-- INPUT MATERIAL --
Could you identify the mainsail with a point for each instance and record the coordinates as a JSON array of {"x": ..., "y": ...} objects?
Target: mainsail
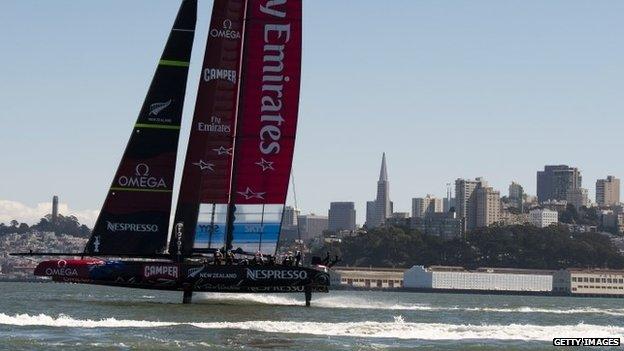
[
  {"x": 266, "y": 124},
  {"x": 135, "y": 217},
  {"x": 205, "y": 188},
  {"x": 237, "y": 167}
]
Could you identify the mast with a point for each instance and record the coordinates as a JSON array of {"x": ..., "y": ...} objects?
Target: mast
[
  {"x": 266, "y": 124},
  {"x": 205, "y": 187},
  {"x": 135, "y": 217}
]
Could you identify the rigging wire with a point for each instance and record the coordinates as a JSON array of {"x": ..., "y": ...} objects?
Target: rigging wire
[{"x": 292, "y": 179}]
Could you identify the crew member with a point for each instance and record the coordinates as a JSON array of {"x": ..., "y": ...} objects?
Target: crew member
[
  {"x": 297, "y": 258},
  {"x": 229, "y": 258},
  {"x": 218, "y": 257}
]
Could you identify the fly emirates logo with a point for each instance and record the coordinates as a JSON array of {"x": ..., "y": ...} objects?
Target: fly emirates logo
[{"x": 276, "y": 37}]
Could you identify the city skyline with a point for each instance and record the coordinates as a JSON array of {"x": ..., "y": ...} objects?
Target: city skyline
[{"x": 456, "y": 74}]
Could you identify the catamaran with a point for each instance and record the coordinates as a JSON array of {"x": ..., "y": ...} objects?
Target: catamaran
[{"x": 236, "y": 171}]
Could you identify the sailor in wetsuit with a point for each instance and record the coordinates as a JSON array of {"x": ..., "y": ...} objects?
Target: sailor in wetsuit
[
  {"x": 298, "y": 258},
  {"x": 229, "y": 258},
  {"x": 218, "y": 257}
]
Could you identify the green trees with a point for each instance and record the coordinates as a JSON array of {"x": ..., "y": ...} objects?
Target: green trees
[
  {"x": 513, "y": 247},
  {"x": 63, "y": 225}
]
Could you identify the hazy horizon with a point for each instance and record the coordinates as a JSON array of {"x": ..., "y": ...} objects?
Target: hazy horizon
[{"x": 447, "y": 90}]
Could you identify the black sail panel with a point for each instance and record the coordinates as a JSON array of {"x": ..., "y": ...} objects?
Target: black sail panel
[
  {"x": 135, "y": 217},
  {"x": 205, "y": 187}
]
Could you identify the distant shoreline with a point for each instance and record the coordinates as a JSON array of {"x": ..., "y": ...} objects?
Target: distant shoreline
[{"x": 409, "y": 290}]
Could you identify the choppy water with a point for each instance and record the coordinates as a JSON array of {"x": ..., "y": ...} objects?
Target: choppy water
[{"x": 38, "y": 316}]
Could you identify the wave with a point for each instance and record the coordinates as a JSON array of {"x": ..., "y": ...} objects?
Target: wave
[
  {"x": 352, "y": 302},
  {"x": 398, "y": 328},
  {"x": 69, "y": 322}
]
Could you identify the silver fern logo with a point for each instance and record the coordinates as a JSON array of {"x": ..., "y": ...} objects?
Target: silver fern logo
[{"x": 157, "y": 107}]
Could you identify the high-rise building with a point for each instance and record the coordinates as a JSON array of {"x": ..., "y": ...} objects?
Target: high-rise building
[
  {"x": 289, "y": 218},
  {"x": 423, "y": 205},
  {"x": 341, "y": 216},
  {"x": 448, "y": 203},
  {"x": 380, "y": 209},
  {"x": 443, "y": 224},
  {"x": 54, "y": 208},
  {"x": 608, "y": 191},
  {"x": 312, "y": 226},
  {"x": 554, "y": 182},
  {"x": 516, "y": 196},
  {"x": 543, "y": 217},
  {"x": 487, "y": 206},
  {"x": 465, "y": 201},
  {"x": 578, "y": 198}
]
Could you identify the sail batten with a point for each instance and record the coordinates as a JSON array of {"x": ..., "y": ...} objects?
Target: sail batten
[
  {"x": 135, "y": 216},
  {"x": 205, "y": 186},
  {"x": 267, "y": 123}
]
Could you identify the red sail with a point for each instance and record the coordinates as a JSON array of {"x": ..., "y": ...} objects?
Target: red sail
[
  {"x": 205, "y": 187},
  {"x": 267, "y": 123},
  {"x": 269, "y": 102}
]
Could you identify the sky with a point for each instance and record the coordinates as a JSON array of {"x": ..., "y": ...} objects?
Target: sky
[{"x": 448, "y": 89}]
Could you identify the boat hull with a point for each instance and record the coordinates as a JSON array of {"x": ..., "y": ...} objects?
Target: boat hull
[{"x": 167, "y": 275}]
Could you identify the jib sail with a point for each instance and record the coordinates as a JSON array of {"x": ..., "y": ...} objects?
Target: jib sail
[
  {"x": 135, "y": 217},
  {"x": 205, "y": 188},
  {"x": 266, "y": 124}
]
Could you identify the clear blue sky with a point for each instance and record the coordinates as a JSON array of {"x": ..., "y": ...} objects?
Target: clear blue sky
[{"x": 447, "y": 89}]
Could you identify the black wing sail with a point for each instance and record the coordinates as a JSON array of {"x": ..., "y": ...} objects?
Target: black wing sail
[{"x": 135, "y": 217}]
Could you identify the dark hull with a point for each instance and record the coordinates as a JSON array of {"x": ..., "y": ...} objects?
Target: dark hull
[{"x": 166, "y": 275}]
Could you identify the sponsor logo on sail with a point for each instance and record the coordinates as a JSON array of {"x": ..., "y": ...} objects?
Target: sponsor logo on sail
[
  {"x": 161, "y": 271},
  {"x": 199, "y": 272},
  {"x": 266, "y": 165},
  {"x": 250, "y": 194},
  {"x": 62, "y": 270},
  {"x": 203, "y": 165},
  {"x": 215, "y": 126},
  {"x": 142, "y": 179},
  {"x": 130, "y": 227},
  {"x": 219, "y": 74},
  {"x": 275, "y": 36},
  {"x": 96, "y": 242},
  {"x": 225, "y": 32},
  {"x": 157, "y": 107},
  {"x": 275, "y": 274}
]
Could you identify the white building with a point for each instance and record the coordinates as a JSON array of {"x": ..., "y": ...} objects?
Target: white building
[
  {"x": 421, "y": 206},
  {"x": 367, "y": 278},
  {"x": 594, "y": 282},
  {"x": 542, "y": 218},
  {"x": 483, "y": 279}
]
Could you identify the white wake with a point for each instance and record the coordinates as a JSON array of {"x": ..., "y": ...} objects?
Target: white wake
[
  {"x": 353, "y": 302},
  {"x": 398, "y": 328}
]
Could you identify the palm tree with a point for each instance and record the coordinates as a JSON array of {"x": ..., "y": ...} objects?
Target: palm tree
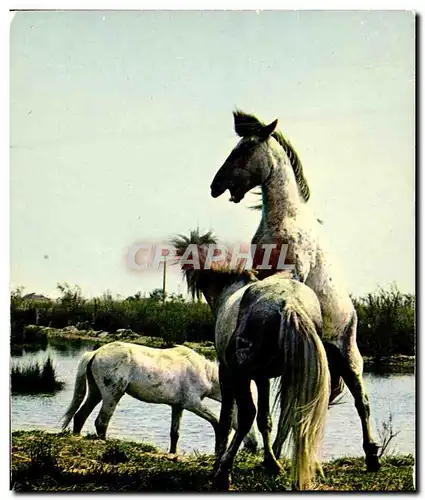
[{"x": 180, "y": 242}]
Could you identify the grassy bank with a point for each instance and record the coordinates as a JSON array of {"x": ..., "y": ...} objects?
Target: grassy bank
[
  {"x": 35, "y": 378},
  {"x": 62, "y": 462}
]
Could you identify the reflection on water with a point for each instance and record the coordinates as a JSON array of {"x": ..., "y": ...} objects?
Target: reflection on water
[{"x": 139, "y": 421}]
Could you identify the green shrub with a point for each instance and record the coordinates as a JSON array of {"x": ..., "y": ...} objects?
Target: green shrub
[{"x": 35, "y": 378}]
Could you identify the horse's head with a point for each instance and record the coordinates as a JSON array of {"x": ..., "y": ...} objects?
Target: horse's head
[{"x": 245, "y": 167}]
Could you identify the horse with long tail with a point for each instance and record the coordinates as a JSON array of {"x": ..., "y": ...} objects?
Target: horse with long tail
[
  {"x": 266, "y": 329},
  {"x": 263, "y": 157}
]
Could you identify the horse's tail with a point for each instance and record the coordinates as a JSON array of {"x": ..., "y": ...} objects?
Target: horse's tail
[
  {"x": 79, "y": 388},
  {"x": 304, "y": 390}
]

-- EXERCISE GOAL --
Print each of the records above exactly as written, leaving no picture in the copy.

-- RESULT OF THIS TASK --
Could you identify the mainsail with a point for each instance and record the coordinates as a JSON array of {"x": ..., "y": ...} objects?
Target: mainsail
[
  {"x": 266, "y": 124},
  {"x": 135, "y": 217},
  {"x": 205, "y": 188},
  {"x": 237, "y": 167}
]
Could you identify the mast with a point for each instance and record the coordinates as a JSON array of {"x": ..., "y": ...} objects?
Target: mast
[
  {"x": 266, "y": 124},
  {"x": 205, "y": 187},
  {"x": 135, "y": 217}
]
Could you identify the rigging wire with a point for each instance and record the coordinates as a JSON array of {"x": ..., "y": ...} objects?
Target: rigging wire
[{"x": 292, "y": 179}]
Could you identify the crew member with a point for each instance and record the coordinates as a JSON array of {"x": ..., "y": ...} objects?
Target: crew member
[
  {"x": 297, "y": 258},
  {"x": 229, "y": 258},
  {"x": 218, "y": 257}
]
Could you identify the fly emirates logo with a point for each instance and record the coordinates as a JSON array of {"x": ..., "y": ...} objects?
Target: fly emirates logo
[{"x": 276, "y": 37}]
Could you identify the city skyline with a point for each instance and record the coordinates as a JSON array of {"x": ..., "y": ...} objects?
Target: city skyline
[{"x": 456, "y": 74}]
Could you identify the catamaran with a point for each instance and record the coordinates as a JSON array of {"x": ..., "y": ...} objects?
Target: catamaran
[{"x": 236, "y": 171}]
Could you identify the sailor in wetsuit with a point for each instance and record the coordinates as a JSON array of {"x": ..., "y": ...} objects?
Target: sailor in wetsuit
[
  {"x": 298, "y": 258},
  {"x": 229, "y": 258},
  {"x": 218, "y": 257}
]
Could you identify the green trees with a point for each instance and record the coordinates as a JSON array of {"x": ..., "y": ...} objects?
Target: green trees
[
  {"x": 513, "y": 247},
  {"x": 63, "y": 225}
]
Could you identify the hazy horizon with a point for each instance and record the coordinates as a JSON array of {"x": ..., "y": ...} objects?
Target: hazy horizon
[{"x": 447, "y": 90}]
Could you identify the black sail panel with a point for each instance and record the coordinates as a JSON array of {"x": ..., "y": ...} objects?
Target: black sail panel
[
  {"x": 135, "y": 217},
  {"x": 205, "y": 187}
]
Could you identify the distant shoreline with a point for each instance and record the coordinates as a JSON array of {"x": ..., "y": ...} objects?
Target: distant shoreline
[{"x": 409, "y": 290}]
Could you identify the choppy water with a point for each instance and record the coordinates as a JSON array of {"x": ..., "y": ...} objects?
Target: choppy water
[{"x": 38, "y": 316}]
Could you identify the wave with a point for each instance and record the coordinates as a JSON array of {"x": ..., "y": ...} objects?
Target: wave
[
  {"x": 352, "y": 302},
  {"x": 398, "y": 328},
  {"x": 69, "y": 322}
]
Could you identify the silver fern logo with a point for each instance and record the coordinates as a JSON array of {"x": ..., "y": ...} objects?
Target: silver fern logo
[{"x": 157, "y": 107}]
Could you identify the high-rise building with a point for each instance and record the coordinates as a JSON array of {"x": ..., "y": ...} objects?
Target: high-rise building
[
  {"x": 289, "y": 218},
  {"x": 423, "y": 205},
  {"x": 341, "y": 216},
  {"x": 448, "y": 203},
  {"x": 380, "y": 209},
  {"x": 443, "y": 224},
  {"x": 54, "y": 208},
  {"x": 608, "y": 191},
  {"x": 312, "y": 226},
  {"x": 554, "y": 182},
  {"x": 516, "y": 196},
  {"x": 543, "y": 217},
  {"x": 487, "y": 206},
  {"x": 465, "y": 201},
  {"x": 578, "y": 198}
]
Could you identify the sail batten with a point for each instance and record the coordinates as a JSON array of {"x": ..., "y": ...} objects?
Target: sail batten
[
  {"x": 135, "y": 216},
  {"x": 205, "y": 186},
  {"x": 267, "y": 123}
]
Could you identify the red sail with a point for each instance and record the coordinates as a JSON array of {"x": ..., "y": ...} objects?
Target: red sail
[
  {"x": 205, "y": 187},
  {"x": 267, "y": 123},
  {"x": 269, "y": 102}
]
Could you identify the sky with a point for each instance and record the coordinates as a JSON array of {"x": ..., "y": ...} objects?
Target: sky
[{"x": 448, "y": 89}]
Could you identify the boat hull with a point for each instance and record the coordinates as a JSON array of {"x": ..., "y": ...} objects?
Target: boat hull
[{"x": 167, "y": 275}]
Could you identify the jib sail with a point for each instance and record the coordinates as a JSON array of {"x": ..., "y": ...} objects?
Target: jib sail
[
  {"x": 135, "y": 217},
  {"x": 205, "y": 188},
  {"x": 266, "y": 124}
]
Could you identify the clear blue sky with a point for each instance and record the coordinates as a JSON array of {"x": ..., "y": ...} objects?
Target: clear blue sky
[{"x": 447, "y": 89}]
Could you identify the black wing sail with a point for each instance and record the coordinates as a JSON array of {"x": ..., "y": ...} objects?
Target: black wing sail
[{"x": 135, "y": 217}]
Could you identify the dark hull with a point for each instance and record the coordinates as a JSON array of {"x": ..., "y": ...} objects?
Target: dark hull
[{"x": 166, "y": 275}]
Could you identify the sponsor logo on sail with a point for each instance and record the coordinates as a JSON array of {"x": ..., "y": ...} objects?
Target: sponsor logo on sail
[
  {"x": 161, "y": 271},
  {"x": 199, "y": 272},
  {"x": 266, "y": 165},
  {"x": 250, "y": 194},
  {"x": 62, "y": 270},
  {"x": 203, "y": 165},
  {"x": 215, "y": 126},
  {"x": 142, "y": 179},
  {"x": 130, "y": 227},
  {"x": 219, "y": 74},
  {"x": 275, "y": 36},
  {"x": 96, "y": 242},
  {"x": 225, "y": 32},
  {"x": 157, "y": 107},
  {"x": 275, "y": 274}
]
Could you identify the white building with a point for each instance and record the coordinates as a JSON array of {"x": ..., "y": ...} objects?
Target: white building
[
  {"x": 421, "y": 206},
  {"x": 367, "y": 278},
  {"x": 594, "y": 282},
  {"x": 542, "y": 218},
  {"x": 483, "y": 279}
]
Could you identify the white wake with a point for each instance and record the coordinates as a JSON array of {"x": ..., "y": ...} objects?
Target: white wake
[
  {"x": 353, "y": 302},
  {"x": 398, "y": 328}
]
Could you identify the palm tree with a point for each instance and record the coordinates as a JSON array of {"x": ..., "y": ...} objects?
Target: palm tree
[{"x": 180, "y": 242}]
Could you identify the grassy bank with a point for each instance and record the coordinates as a JSON array of {"x": ..., "y": ...} objects?
Target: grassy bank
[
  {"x": 35, "y": 378},
  {"x": 62, "y": 462}
]
Could you identify the reflection on water with a point for each instance and record the coordinates as a JSON array of {"x": ..., "y": ...} objects?
Target: reflection on water
[{"x": 139, "y": 421}]
Could you identify the green shrub with a point for each instance and record the coordinates as a JSON array of {"x": ..., "y": ...} objects?
Target: green shrub
[{"x": 35, "y": 378}]
Could you identify the horse's head with a point for each instance and record the coordinates as a JSON array of {"x": ..., "y": ...} objects?
Target: horse's head
[{"x": 245, "y": 167}]
Could you identify the horse with long tail with a point for each instance and record the coordinates as a JSON array of {"x": ..., "y": ...} objects?
Target: horse with long tail
[
  {"x": 266, "y": 329},
  {"x": 263, "y": 157}
]
Could you identify the horse's tail with a point for each instance and record the coordinates as a JSON array of {"x": ..., "y": ...} objects?
Target: horse's tail
[
  {"x": 79, "y": 388},
  {"x": 304, "y": 390}
]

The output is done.